WHAT YOU WILL DO
[a] According to the Agha Saleem biography, what college did he graduate from in 1958?
[b] Please rewrite the Agha Saleem biography starting with "Agha Saleem (born" and going on through "Bhittai's book Risalo.", substituting "Sindhi books" for "Sindhi language books".
[c] Summarize the Agha Saleem biography in two sentences.

EXCERPTED PASSAGE
------------------------------------------------------------

- Born: Agha Khalid Saleem 7 April 1935 Shikarpur, Bombay Presidency, British India
- Died: 12 April 2016 (aged 81) Karachi, Sindh, Pakistan
- Education: Government College University Hyderabad
- Occupations: Writer; Novelist; Playwright; Poet;
- Writing career
- Language: Sindhi, Urdu, English
- Years active: 1958–2016
- Subjects: Politics, literature
- Notable awards: Pride of Performance Latif Award

= Agha Saleem =

Pakistani writer, novelist, playwright and poet

Agha Saleem (born Agha Khalid Saleem; 7 April 1935 – 12 April 2016) was a Pakistani writer, novelist, playwright and poet. His work was primarily focused on fiction writing, novels, dramas, regional films and travel literature. He is also credited for translating Sindhi language books into Urdu and English languages, including Shah Abdul Latif Bhittai's book Risalo.

He was born as Agha Khalid Saleem in Shikarpur, Sindh to a Pakhtun family. He did his primary schooling from a school in his hometown. In 1948, he went to Hyderabad and graduated from a public college called Government College Kali Mori (now Government College University Hyderabad) in 1958. He had two sons, including Agha Jamshed Khan and Agha Khudadad Khan and a daughter Agha Gul Zareen Khan.

------------------------------------------------------------

GIVEN ENTRIES
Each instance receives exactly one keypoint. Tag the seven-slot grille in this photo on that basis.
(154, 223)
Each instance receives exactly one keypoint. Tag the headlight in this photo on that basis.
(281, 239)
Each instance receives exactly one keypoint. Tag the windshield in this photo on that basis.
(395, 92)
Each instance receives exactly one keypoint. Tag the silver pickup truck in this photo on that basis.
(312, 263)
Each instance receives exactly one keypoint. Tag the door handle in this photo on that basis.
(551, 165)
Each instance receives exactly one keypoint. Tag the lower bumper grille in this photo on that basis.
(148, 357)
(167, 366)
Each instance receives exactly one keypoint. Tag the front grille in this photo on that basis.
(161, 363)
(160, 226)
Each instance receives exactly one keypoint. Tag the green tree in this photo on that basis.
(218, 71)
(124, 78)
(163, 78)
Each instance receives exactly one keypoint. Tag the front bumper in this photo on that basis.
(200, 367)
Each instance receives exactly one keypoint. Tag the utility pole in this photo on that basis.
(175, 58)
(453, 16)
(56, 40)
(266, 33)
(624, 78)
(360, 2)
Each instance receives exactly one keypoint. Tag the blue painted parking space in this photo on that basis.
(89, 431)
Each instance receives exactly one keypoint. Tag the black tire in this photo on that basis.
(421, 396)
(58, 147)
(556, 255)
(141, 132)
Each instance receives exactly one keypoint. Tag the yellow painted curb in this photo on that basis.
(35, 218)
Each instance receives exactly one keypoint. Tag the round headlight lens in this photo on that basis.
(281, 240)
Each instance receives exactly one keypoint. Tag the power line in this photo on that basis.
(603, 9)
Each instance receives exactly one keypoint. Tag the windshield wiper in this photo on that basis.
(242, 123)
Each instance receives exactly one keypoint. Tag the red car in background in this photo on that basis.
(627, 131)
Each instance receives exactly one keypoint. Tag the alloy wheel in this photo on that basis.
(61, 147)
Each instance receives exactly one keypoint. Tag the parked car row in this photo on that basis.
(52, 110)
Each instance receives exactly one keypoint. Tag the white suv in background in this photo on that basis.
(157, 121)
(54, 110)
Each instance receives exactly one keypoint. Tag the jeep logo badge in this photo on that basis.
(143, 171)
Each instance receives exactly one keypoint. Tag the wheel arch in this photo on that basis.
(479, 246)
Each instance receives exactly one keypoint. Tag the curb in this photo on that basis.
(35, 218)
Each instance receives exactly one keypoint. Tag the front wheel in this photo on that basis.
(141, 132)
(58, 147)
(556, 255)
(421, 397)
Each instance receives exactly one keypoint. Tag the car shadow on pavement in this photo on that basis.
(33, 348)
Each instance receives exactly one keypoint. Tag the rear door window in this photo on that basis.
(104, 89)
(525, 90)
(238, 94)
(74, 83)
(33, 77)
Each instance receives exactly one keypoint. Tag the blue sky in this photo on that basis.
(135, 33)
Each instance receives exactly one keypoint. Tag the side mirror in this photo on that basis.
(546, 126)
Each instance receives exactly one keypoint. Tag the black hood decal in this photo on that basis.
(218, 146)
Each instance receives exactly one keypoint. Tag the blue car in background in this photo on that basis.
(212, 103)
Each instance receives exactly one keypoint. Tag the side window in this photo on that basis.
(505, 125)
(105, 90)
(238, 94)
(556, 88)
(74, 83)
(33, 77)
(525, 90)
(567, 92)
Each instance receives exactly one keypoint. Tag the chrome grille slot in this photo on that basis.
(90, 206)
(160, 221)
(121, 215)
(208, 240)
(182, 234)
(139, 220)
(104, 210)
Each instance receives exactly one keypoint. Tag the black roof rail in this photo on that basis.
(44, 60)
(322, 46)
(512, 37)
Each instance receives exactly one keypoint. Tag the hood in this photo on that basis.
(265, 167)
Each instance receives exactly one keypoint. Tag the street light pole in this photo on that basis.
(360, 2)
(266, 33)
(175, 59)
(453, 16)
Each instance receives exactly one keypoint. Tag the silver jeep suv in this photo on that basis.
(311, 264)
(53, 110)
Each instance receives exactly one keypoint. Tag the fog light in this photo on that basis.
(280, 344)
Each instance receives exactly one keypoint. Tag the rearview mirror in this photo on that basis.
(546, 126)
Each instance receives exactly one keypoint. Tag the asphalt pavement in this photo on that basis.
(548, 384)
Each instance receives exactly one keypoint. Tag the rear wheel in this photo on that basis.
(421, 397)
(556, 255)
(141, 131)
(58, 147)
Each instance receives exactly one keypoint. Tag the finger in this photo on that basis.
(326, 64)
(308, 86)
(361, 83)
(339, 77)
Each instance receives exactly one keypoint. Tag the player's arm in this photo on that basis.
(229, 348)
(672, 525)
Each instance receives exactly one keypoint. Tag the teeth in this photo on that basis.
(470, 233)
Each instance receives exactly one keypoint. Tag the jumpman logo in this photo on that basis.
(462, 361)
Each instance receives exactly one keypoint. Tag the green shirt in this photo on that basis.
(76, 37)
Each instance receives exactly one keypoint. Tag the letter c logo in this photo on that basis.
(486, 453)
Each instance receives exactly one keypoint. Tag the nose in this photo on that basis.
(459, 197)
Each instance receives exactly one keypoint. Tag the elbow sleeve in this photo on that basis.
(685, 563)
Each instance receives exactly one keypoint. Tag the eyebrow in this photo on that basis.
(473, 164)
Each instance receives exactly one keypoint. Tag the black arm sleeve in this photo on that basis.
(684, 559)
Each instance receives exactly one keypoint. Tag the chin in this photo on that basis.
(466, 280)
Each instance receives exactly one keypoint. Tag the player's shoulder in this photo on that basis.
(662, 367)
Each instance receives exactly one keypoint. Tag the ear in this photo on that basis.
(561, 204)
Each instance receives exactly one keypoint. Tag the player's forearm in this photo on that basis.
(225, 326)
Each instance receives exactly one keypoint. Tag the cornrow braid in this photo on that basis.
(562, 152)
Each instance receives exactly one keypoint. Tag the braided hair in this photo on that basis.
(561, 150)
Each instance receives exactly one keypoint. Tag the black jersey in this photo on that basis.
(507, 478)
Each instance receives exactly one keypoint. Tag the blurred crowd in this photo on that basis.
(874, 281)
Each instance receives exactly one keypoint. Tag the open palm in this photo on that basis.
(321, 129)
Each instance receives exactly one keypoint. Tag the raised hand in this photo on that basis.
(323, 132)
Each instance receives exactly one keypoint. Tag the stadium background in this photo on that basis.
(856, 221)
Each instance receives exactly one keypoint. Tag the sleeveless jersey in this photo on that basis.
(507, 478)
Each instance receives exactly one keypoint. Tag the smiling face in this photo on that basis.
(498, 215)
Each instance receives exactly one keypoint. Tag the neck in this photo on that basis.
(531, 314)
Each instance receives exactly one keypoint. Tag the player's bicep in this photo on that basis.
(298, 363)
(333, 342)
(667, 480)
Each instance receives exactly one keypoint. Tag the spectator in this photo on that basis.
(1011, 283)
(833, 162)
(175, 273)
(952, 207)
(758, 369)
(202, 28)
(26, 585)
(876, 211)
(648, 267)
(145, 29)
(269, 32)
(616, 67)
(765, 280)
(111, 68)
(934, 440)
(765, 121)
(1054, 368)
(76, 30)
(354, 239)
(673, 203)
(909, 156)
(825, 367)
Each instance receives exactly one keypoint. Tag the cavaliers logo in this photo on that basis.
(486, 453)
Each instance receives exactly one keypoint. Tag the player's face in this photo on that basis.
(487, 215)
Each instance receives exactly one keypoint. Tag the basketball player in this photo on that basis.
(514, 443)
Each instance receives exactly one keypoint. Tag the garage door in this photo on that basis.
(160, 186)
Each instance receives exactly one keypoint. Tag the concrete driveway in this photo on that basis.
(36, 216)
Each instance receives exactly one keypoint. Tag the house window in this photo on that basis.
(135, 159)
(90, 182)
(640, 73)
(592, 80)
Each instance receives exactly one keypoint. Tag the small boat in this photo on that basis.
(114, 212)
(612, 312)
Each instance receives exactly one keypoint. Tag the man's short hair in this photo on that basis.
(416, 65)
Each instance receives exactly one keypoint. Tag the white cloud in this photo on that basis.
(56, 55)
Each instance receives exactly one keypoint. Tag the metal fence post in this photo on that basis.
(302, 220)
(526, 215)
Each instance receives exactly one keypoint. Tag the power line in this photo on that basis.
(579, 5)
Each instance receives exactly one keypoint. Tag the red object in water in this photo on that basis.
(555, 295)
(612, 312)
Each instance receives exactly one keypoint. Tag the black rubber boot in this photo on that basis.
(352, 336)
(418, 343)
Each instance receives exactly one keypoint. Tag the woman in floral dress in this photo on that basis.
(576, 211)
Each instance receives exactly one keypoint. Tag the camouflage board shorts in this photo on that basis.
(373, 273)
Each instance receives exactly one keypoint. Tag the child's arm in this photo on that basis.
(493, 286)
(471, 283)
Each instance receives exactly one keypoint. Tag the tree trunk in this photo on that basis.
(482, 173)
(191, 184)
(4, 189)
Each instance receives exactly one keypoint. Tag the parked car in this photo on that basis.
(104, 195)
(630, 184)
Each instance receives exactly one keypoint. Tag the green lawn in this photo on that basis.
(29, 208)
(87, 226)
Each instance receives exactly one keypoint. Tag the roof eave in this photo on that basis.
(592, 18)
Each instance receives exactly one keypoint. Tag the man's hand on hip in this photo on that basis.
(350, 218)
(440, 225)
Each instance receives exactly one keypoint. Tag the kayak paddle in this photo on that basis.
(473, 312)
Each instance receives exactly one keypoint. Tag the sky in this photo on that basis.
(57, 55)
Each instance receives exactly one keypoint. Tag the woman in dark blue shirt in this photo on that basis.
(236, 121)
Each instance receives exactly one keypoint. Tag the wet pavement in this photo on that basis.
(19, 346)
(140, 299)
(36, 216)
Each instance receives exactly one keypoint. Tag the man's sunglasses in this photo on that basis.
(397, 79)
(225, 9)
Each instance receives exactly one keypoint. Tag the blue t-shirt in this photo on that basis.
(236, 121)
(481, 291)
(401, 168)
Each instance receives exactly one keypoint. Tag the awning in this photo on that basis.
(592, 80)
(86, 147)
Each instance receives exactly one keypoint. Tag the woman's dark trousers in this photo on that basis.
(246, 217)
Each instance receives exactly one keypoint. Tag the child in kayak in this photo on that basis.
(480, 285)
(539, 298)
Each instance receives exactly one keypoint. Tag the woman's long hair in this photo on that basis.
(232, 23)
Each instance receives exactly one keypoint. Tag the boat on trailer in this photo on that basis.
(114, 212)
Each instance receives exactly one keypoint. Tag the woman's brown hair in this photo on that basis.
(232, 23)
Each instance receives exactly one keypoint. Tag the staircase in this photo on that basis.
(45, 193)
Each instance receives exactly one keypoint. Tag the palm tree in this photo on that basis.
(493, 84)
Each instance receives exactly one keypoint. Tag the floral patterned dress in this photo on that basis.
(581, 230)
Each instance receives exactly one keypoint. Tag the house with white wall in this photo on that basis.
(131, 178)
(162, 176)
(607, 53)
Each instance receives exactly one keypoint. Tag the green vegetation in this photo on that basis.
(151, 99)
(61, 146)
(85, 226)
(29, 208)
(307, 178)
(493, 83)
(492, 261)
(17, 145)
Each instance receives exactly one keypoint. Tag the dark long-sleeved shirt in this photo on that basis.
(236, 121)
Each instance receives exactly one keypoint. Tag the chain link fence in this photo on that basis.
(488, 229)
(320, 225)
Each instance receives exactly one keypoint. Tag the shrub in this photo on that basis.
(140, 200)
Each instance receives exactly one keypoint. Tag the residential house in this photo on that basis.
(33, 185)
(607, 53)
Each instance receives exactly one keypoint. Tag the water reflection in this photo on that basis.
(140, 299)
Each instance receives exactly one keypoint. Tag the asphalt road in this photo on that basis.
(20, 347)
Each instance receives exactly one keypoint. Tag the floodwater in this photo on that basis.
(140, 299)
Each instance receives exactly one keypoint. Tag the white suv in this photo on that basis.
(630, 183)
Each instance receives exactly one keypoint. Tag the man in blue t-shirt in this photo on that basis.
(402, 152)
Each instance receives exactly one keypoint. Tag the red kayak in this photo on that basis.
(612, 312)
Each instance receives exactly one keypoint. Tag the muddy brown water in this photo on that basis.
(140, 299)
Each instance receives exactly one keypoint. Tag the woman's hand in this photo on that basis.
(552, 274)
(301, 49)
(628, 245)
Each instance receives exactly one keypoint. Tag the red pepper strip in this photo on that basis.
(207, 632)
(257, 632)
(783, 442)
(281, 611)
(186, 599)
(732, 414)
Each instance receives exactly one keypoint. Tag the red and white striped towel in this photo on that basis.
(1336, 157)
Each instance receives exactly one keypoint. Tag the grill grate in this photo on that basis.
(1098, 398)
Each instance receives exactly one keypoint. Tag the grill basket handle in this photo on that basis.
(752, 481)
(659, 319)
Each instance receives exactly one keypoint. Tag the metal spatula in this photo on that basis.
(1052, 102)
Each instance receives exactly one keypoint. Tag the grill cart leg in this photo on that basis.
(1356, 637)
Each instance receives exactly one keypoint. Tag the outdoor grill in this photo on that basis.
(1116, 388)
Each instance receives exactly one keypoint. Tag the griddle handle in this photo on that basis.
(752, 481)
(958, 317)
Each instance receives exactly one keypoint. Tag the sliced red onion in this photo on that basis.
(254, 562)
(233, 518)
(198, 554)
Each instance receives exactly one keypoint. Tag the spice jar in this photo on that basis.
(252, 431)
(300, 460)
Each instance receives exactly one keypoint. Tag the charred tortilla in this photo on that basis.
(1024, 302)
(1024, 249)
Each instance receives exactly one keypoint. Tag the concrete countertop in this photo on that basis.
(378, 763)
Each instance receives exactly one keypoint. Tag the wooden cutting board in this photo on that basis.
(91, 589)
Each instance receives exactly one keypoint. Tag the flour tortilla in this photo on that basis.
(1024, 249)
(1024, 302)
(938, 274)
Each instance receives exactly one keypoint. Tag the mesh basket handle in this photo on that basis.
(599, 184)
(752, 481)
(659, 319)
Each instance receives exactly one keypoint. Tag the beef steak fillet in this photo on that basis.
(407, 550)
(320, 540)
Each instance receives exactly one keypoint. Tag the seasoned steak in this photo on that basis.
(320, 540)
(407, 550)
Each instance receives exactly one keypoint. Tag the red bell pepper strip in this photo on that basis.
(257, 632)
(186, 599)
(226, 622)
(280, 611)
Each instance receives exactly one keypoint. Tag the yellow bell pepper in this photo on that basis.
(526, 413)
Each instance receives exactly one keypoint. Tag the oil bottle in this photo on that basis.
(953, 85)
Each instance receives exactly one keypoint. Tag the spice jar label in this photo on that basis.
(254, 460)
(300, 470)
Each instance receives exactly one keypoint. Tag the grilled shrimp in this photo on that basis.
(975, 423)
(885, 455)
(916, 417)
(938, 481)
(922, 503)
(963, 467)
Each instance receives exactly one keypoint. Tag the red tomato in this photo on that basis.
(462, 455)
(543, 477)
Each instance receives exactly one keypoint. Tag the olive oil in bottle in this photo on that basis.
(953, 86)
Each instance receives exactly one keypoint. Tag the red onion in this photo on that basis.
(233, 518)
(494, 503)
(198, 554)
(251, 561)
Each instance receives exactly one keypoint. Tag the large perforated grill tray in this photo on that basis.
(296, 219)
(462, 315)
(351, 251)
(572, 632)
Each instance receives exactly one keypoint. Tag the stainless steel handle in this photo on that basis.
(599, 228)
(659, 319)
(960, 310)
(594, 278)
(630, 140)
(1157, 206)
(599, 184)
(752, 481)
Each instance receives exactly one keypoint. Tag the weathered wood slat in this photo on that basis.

------------------------------------------------------------

SOLUTION LIST
[a] Government College Kali Mori, now Government College University Hyderabad.

[b]
Agha Saleem (born Agha Khalid Saleem; 7 April 1935 – 12 April 2016) was a Pakistani writer, novelist, playwright and poet. His work was primarily focused on fiction writing, novels, dramas, regional films and travel literature. He is also credited for translating Sindhi books into Urdu and English languages, including Shah Abdul Latif Bhittai's book Risalo.

[c] Agha Saleem (1935–2016) was a Pakistani writer, novelist, playwright and poet whose work focused on fiction, novels, dramas, regional films and travel literature, and who translated Sindhi books, including Shah Abdul Latif Bhittai's Risalo, into Urdu and English. Born in Shikarpur to a Pakhtun family, he went to Hyderabad in 1948 and graduated from Government College Kali Mori in 1958.